• MATERIAL PROVIDED:
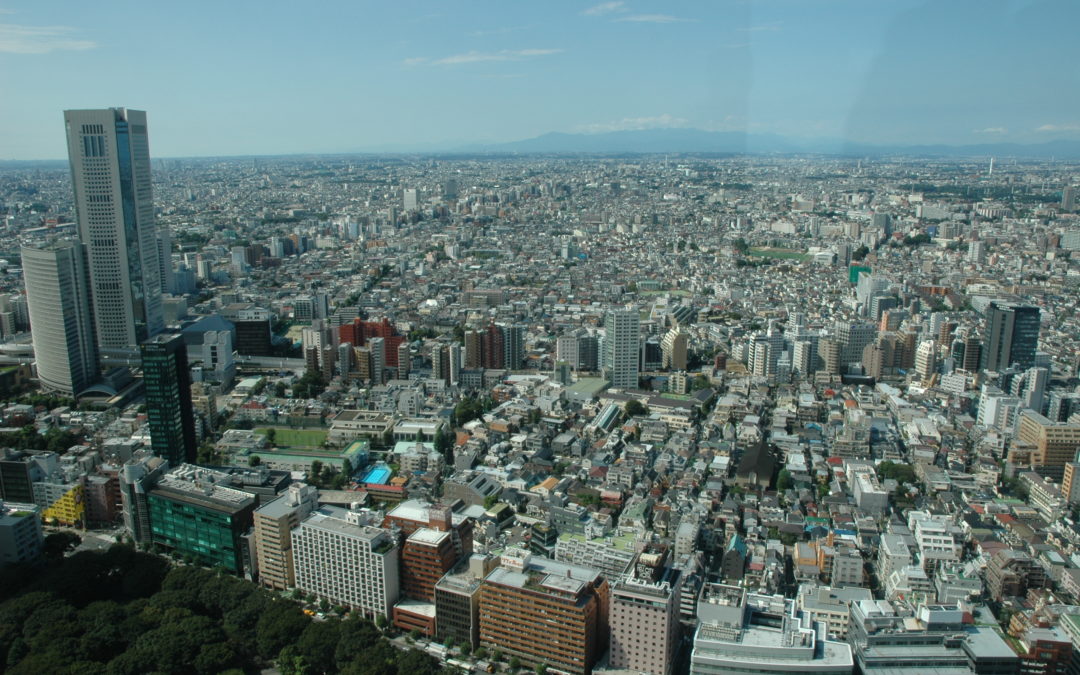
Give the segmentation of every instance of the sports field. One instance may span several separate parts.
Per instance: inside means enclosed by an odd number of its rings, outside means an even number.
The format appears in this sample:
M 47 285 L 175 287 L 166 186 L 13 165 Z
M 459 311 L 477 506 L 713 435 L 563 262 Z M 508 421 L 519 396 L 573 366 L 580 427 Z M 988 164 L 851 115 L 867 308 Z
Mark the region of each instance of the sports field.
M 792 251 L 791 248 L 768 248 L 768 247 L 757 247 L 751 248 L 747 255 L 756 256 L 758 258 L 778 258 L 781 260 L 806 260 L 810 256 L 802 253 L 801 251 Z
M 255 433 L 267 435 L 269 427 L 260 427 Z M 273 444 L 279 447 L 322 447 L 326 432 L 321 429 L 281 429 L 274 427 Z

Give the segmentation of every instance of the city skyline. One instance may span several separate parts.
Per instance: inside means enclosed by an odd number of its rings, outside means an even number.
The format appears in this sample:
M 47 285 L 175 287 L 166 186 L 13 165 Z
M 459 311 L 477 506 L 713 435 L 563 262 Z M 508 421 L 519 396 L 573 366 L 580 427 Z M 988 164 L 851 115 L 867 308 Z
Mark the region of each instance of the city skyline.
M 0 159 L 60 159 L 58 110 L 118 105 L 151 111 L 154 157 L 450 151 L 647 129 L 1080 138 L 1080 76 L 1061 67 L 1080 56 L 1066 32 L 1075 3 L 237 5 L 211 24 L 204 10 L 9 3 L 0 87 L 35 95 L 0 104 Z

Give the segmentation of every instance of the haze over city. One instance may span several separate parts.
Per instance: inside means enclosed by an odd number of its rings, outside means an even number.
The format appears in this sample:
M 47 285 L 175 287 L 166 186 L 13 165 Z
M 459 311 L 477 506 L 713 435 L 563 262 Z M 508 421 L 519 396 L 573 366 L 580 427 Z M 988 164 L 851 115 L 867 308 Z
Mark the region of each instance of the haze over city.
M 698 129 L 864 144 L 1080 138 L 1080 4 L 828 0 L 0 8 L 0 159 L 58 110 L 153 111 L 154 157 L 476 150 Z
M 1080 4 L 0 2 L 0 672 L 1080 673 Z

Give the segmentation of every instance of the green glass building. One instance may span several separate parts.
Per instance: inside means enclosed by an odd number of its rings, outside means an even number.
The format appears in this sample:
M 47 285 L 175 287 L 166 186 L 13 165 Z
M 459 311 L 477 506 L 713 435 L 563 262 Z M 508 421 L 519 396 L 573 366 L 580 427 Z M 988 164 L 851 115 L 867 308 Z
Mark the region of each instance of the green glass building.
M 148 495 L 152 541 L 205 565 L 242 573 L 243 536 L 252 527 L 257 498 L 200 480 L 195 467 L 181 471 L 192 475 L 166 475 Z
M 195 417 L 191 407 L 188 348 L 180 335 L 143 342 L 143 381 L 150 423 L 150 448 L 171 467 L 195 460 Z

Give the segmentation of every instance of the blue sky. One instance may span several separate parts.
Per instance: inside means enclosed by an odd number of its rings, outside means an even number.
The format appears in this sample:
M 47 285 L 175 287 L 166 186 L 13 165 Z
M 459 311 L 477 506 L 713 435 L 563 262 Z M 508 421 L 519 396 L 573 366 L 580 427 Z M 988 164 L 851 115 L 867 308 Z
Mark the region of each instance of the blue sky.
M 0 159 L 67 108 L 154 157 L 448 149 L 658 126 L 1080 138 L 1077 0 L 0 0 Z

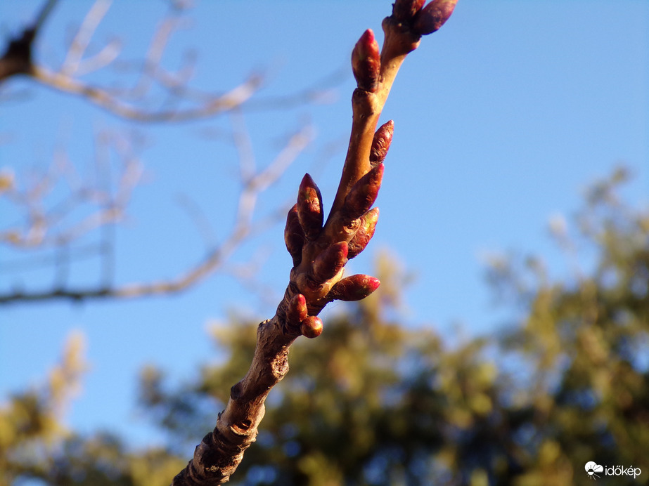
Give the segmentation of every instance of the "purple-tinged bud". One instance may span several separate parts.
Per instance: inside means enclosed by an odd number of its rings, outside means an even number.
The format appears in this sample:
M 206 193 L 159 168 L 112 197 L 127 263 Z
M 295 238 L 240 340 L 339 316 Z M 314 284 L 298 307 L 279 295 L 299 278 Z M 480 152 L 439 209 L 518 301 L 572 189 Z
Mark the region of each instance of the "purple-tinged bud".
M 399 22 L 411 22 L 426 0 L 397 0 L 392 4 L 392 15 Z
M 370 239 L 374 236 L 376 222 L 378 221 L 378 208 L 367 211 L 360 218 L 360 224 L 356 233 L 348 244 L 347 258 L 351 260 L 365 249 Z
M 322 334 L 322 320 L 316 315 L 309 315 L 302 322 L 300 330 L 309 339 L 316 338 Z
M 302 261 L 302 249 L 304 244 L 304 232 L 297 217 L 297 204 L 288 211 L 286 226 L 284 227 L 284 243 L 293 259 L 293 266 L 297 267 Z
M 432 34 L 451 17 L 458 0 L 432 0 L 417 16 L 413 29 L 420 35 Z
M 359 179 L 345 198 L 345 216 L 353 220 L 365 214 L 376 200 L 383 179 L 383 164 L 380 163 L 376 164 Z
M 316 183 L 308 173 L 300 183 L 297 192 L 297 218 L 307 239 L 315 239 L 322 230 L 324 216 L 322 196 Z
M 378 289 L 381 282 L 375 277 L 356 275 L 344 278 L 334 285 L 328 296 L 331 300 L 360 301 Z
M 359 88 L 374 93 L 378 89 L 381 55 L 371 29 L 366 30 L 352 51 L 352 72 Z
M 320 283 L 333 278 L 347 262 L 347 242 L 335 243 L 320 253 L 313 262 L 314 279 Z
M 296 294 L 288 303 L 286 319 L 288 322 L 297 326 L 307 318 L 307 299 L 302 294 Z
M 392 143 L 392 133 L 394 132 L 394 122 L 390 121 L 381 125 L 374 133 L 372 148 L 370 150 L 370 164 L 373 166 L 385 160 L 390 144 Z

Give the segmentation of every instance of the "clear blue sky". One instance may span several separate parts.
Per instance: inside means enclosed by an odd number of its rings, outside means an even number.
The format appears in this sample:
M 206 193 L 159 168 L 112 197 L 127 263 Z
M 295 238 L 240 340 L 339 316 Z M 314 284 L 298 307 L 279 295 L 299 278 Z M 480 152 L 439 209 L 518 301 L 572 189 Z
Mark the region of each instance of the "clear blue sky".
M 40 4 L 0 2 L 0 32 L 15 32 Z M 215 91 L 266 69 L 262 98 L 331 88 L 323 80 L 341 69 L 349 72 L 354 44 L 368 27 L 380 39 L 390 8 L 389 0 L 197 4 L 165 65 L 177 67 L 180 54 L 195 48 L 192 82 Z M 61 0 L 39 40 L 44 63 L 58 65 L 71 27 L 89 4 Z M 141 58 L 164 12 L 162 1 L 115 2 L 95 39 L 99 45 L 118 37 L 124 58 Z M 389 249 L 416 275 L 406 295 L 409 322 L 442 332 L 456 323 L 492 332 L 502 312 L 484 280 L 485 252 L 533 251 L 563 271 L 548 237 L 549 218 L 574 212 L 587 185 L 617 164 L 636 176 L 629 200 L 648 203 L 648 33 L 643 0 L 460 0 L 449 22 L 406 60 L 388 100 L 383 119 L 394 119 L 396 128 L 378 202 L 381 216 L 368 254 L 352 262 L 352 271 L 371 273 L 373 255 Z M 97 79 L 115 79 L 104 76 Z M 262 213 L 293 198 L 307 171 L 330 204 L 351 121 L 354 83 L 346 76 L 333 86 L 330 103 L 246 114 L 259 166 L 286 133 L 307 122 L 316 130 L 312 145 L 262 198 Z M 147 183 L 117 230 L 117 282 L 170 277 L 203 256 L 205 242 L 179 206 L 179 195 L 202 208 L 217 237 L 229 228 L 236 154 L 204 136 L 229 130 L 226 117 L 141 127 L 26 81 L 6 84 L 0 96 L 0 166 L 18 176 L 46 164 L 62 140 L 68 140 L 70 158 L 88 167 L 96 131 L 146 133 Z M 323 158 L 332 144 L 337 151 Z M 0 211 L 3 228 L 14 221 L 6 204 Z M 0 268 L 28 256 L 0 252 Z M 233 310 L 271 317 L 269 303 L 276 305 L 290 266 L 281 226 L 245 245 L 233 261 L 259 254 L 265 262 L 260 282 L 270 289 L 264 298 L 216 274 L 172 297 L 0 308 L 0 400 L 37 385 L 66 337 L 80 330 L 91 369 L 68 423 L 82 432 L 116 428 L 136 443 L 150 443 L 157 438 L 134 407 L 139 370 L 153 363 L 174 379 L 189 379 L 198 364 L 218 358 L 206 331 L 210 323 L 226 322 Z M 96 282 L 97 268 L 89 261 L 70 279 Z M 51 271 L 2 271 L 0 288 L 46 288 L 53 278 Z

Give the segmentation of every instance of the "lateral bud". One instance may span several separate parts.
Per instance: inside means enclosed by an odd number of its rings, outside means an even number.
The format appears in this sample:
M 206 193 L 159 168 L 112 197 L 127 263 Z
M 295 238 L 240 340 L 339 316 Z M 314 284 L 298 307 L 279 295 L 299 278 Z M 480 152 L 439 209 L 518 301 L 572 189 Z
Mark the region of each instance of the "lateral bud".
M 347 258 L 351 260 L 365 249 L 370 239 L 374 236 L 376 222 L 378 221 L 378 208 L 367 211 L 360 218 L 360 224 L 356 233 L 348 244 Z
M 392 5 L 392 15 L 401 22 L 411 22 L 426 0 L 397 0 Z
M 304 174 L 297 191 L 297 218 L 308 239 L 315 239 L 322 230 L 324 216 L 322 195 L 316 183 L 308 173 Z
M 320 253 L 313 263 L 314 279 L 323 283 L 335 277 L 347 261 L 347 242 L 335 243 Z
M 358 87 L 374 93 L 378 89 L 381 56 L 371 29 L 366 30 L 352 51 L 352 72 Z
M 383 179 L 383 164 L 376 164 L 352 186 L 345 198 L 343 208 L 350 220 L 360 218 L 372 207 Z
M 356 275 L 338 282 L 329 291 L 331 300 L 352 302 L 360 301 L 378 289 L 380 281 L 375 277 Z
M 390 145 L 392 143 L 394 132 L 394 122 L 392 120 L 381 125 L 374 133 L 372 148 L 370 150 L 370 164 L 373 166 L 385 160 Z
M 425 6 L 413 26 L 419 35 L 428 35 L 439 30 L 451 17 L 458 0 L 432 0 Z
M 322 334 L 322 320 L 316 315 L 309 315 L 300 325 L 302 335 L 309 339 L 316 338 Z
M 302 261 L 302 249 L 304 245 L 304 232 L 297 216 L 297 204 L 288 211 L 286 225 L 284 227 L 284 243 L 293 259 L 293 266 L 297 267 Z

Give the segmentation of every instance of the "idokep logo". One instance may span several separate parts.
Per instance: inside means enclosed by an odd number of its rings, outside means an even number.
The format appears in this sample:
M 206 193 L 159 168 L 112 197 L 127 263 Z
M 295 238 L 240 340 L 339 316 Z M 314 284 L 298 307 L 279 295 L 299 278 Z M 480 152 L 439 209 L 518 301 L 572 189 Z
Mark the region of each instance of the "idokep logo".
M 593 480 L 601 477 L 598 475 L 598 473 L 600 474 L 603 473 L 607 476 L 633 476 L 634 479 L 636 479 L 642 473 L 640 468 L 633 466 L 626 468 L 624 466 L 607 466 L 605 467 L 593 461 L 589 461 L 586 463 L 584 468 L 586 474 L 588 474 L 589 479 Z
M 596 478 L 599 478 L 597 475 L 597 473 L 602 473 L 604 471 L 604 466 L 600 466 L 592 461 L 589 461 L 586 463 L 586 472 L 588 473 L 589 479 L 595 479 Z

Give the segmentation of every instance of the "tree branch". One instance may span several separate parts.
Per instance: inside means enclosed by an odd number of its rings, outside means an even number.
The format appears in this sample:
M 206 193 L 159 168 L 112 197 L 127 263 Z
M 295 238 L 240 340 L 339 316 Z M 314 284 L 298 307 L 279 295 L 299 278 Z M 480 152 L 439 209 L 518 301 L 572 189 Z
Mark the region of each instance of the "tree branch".
M 259 324 L 250 368 L 232 387 L 217 426 L 196 447 L 194 457 L 172 486 L 223 484 L 255 441 L 271 388 L 288 372 L 288 350 L 300 335 L 322 332 L 317 315 L 333 300 L 356 301 L 375 290 L 378 279 L 367 275 L 342 278 L 348 259 L 371 238 L 378 216 L 371 209 L 380 187 L 383 162 L 392 139 L 392 124 L 375 129 L 392 82 L 408 53 L 423 34 L 441 27 L 456 0 L 397 0 L 383 21 L 385 39 L 380 55 L 371 30 L 352 51 L 358 88 L 352 96 L 352 134 L 340 183 L 326 223 L 320 191 L 304 176 L 297 204 L 289 211 L 285 242 L 293 259 L 288 286 L 272 319 Z

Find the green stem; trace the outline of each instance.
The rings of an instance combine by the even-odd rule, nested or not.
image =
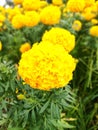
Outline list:
[[[96,69],[98,70],[98,47],[96,50]]]

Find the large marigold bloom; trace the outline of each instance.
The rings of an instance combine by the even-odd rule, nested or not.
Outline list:
[[[89,30],[91,36],[98,37],[98,25],[92,26]]]
[[[40,21],[40,16],[36,11],[28,11],[25,13],[24,24],[27,27],[33,27]]]
[[[40,0],[24,0],[22,5],[25,10],[38,10],[40,8]]]
[[[41,42],[22,54],[18,73],[32,88],[48,91],[67,85],[75,67],[76,59],[63,46]]]
[[[60,44],[68,52],[70,52],[75,46],[75,36],[68,30],[59,27],[54,27],[49,31],[46,31],[42,40],[50,41],[53,44]]]
[[[41,13],[41,22],[47,25],[57,24],[60,21],[61,11],[57,6],[49,5],[45,7]]]
[[[71,12],[81,12],[85,7],[85,0],[69,0],[67,9]]]

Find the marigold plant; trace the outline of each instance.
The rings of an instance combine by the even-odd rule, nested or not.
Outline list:
[[[53,27],[49,31],[46,31],[42,40],[50,41],[53,44],[60,44],[68,52],[75,47],[75,36],[68,30],[60,27]]]
[[[40,21],[40,16],[36,11],[27,11],[24,15],[24,25],[27,27],[33,27]]]
[[[15,15],[12,19],[12,26],[16,29],[24,27],[24,18],[25,17],[22,14]]]
[[[26,42],[26,43],[24,43],[24,44],[21,45],[20,52],[24,53],[24,52],[30,50],[30,48],[31,48],[30,43]]]
[[[85,0],[68,0],[67,9],[71,12],[81,12],[85,7]]]
[[[40,8],[40,0],[24,0],[22,5],[24,10],[38,10]]]
[[[67,85],[75,67],[76,60],[63,46],[45,41],[22,54],[18,73],[32,88],[50,90]]]
[[[92,26],[89,30],[90,35],[98,37],[98,25]]]
[[[23,0],[13,0],[14,4],[22,4]]]
[[[52,3],[54,5],[62,5],[63,4],[63,0],[52,0]]]
[[[75,30],[75,31],[80,31],[81,28],[82,28],[82,23],[79,21],[79,20],[75,20],[72,24],[72,28]]]

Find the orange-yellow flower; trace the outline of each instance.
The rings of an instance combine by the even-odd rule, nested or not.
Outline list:
[[[22,4],[23,0],[13,0],[14,4]]]
[[[31,49],[30,43],[26,42],[26,43],[24,43],[24,44],[21,45],[20,52],[24,53],[24,52],[26,52],[26,51],[28,51],[30,49]]]
[[[89,34],[98,37],[98,25],[92,26],[89,30]]]
[[[36,11],[28,11],[24,16],[24,25],[27,27],[35,26],[40,21],[40,16]]]
[[[2,42],[0,41],[0,51],[2,50]]]
[[[46,31],[42,37],[43,41],[50,41],[53,44],[60,44],[70,52],[75,47],[75,36],[68,30],[55,27]]]
[[[85,7],[89,7],[95,3],[95,0],[85,0]]]
[[[38,10],[40,8],[40,0],[24,0],[22,5],[24,10]]]
[[[24,15],[17,14],[12,19],[12,26],[16,29],[24,27]]]
[[[85,7],[85,0],[69,0],[67,9],[71,12],[81,12]]]
[[[76,59],[63,46],[45,41],[22,54],[18,73],[32,88],[48,91],[67,85],[75,67]]]
[[[61,11],[59,7],[53,5],[45,7],[40,13],[41,22],[47,25],[59,23],[60,17]]]
[[[79,20],[75,20],[72,24],[72,28],[75,30],[75,31],[80,31],[81,28],[82,28],[82,23],[79,21]]]
[[[54,5],[62,5],[63,4],[63,0],[52,0],[52,3]]]
[[[92,24],[98,24],[98,20],[97,20],[97,19],[92,19],[92,20],[91,20],[91,23],[92,23]]]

• BRIEF: Exactly and only the lines from the one containing "Find the orange-yellow" through the end of the material are to be reproduced, both ends included.

• SOLUTION TO THIS PROBLEM:
Find the orange-yellow flower; trace the outline of each instance.
The rings of an instance combine by the even-odd rule, nested or not.
Outline list:
[[[22,4],[23,0],[13,0],[14,4]]]
[[[31,49],[30,43],[26,42],[26,43],[24,43],[24,44],[21,45],[20,52],[24,53],[24,52],[26,52],[26,51],[28,51],[30,49]]]
[[[89,34],[98,37],[98,25],[92,26],[89,30]]]
[[[36,11],[28,11],[24,16],[24,25],[27,27],[35,26],[40,21],[40,16]]]
[[[2,42],[0,41],[0,51],[2,50]]]
[[[46,31],[42,37],[43,41],[50,41],[53,44],[60,44],[70,52],[75,47],[75,36],[68,30],[55,27]]]
[[[85,7],[89,7],[95,3],[95,0],[85,0]]]
[[[38,10],[40,8],[40,0],[24,0],[22,5],[24,10]]]
[[[24,15],[17,14],[12,19],[12,26],[16,29],[24,27]]]
[[[85,7],[85,0],[69,0],[67,9],[71,12],[81,12]]]
[[[76,59],[63,46],[45,41],[22,54],[18,73],[32,88],[48,91],[67,85],[75,67]]]
[[[61,11],[59,7],[53,5],[45,7],[40,13],[41,22],[47,25],[59,23],[60,17]]]
[[[79,20],[75,20],[72,24],[72,28],[75,30],[75,31],[80,31],[81,28],[82,28],[82,23],[79,21]]]
[[[54,5],[62,5],[63,4],[63,0],[52,0],[52,3]]]
[[[92,24],[98,24],[98,20],[97,20],[97,19],[92,19],[92,20],[91,20],[91,23],[92,23]]]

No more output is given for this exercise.